How to complete this task:
Word for word and without images, transcribe all of the records.

Data excerpts:

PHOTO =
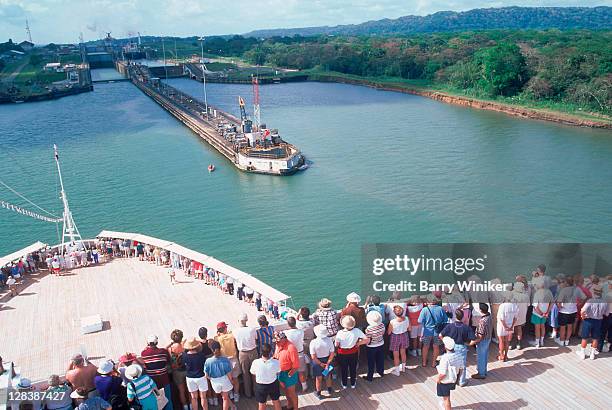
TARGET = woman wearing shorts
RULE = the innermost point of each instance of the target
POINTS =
(266, 370)
(506, 319)
(322, 352)
(218, 369)
(193, 358)
(398, 332)
(348, 340)
(176, 349)
(414, 311)
(567, 304)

Answer to the problem:
PHOTO =
TARGET = woman wearing shorts
RULE = the innermost point of each instance of the target
POINTS =
(266, 370)
(506, 319)
(322, 352)
(218, 369)
(193, 358)
(398, 332)
(348, 340)
(176, 349)
(414, 311)
(567, 304)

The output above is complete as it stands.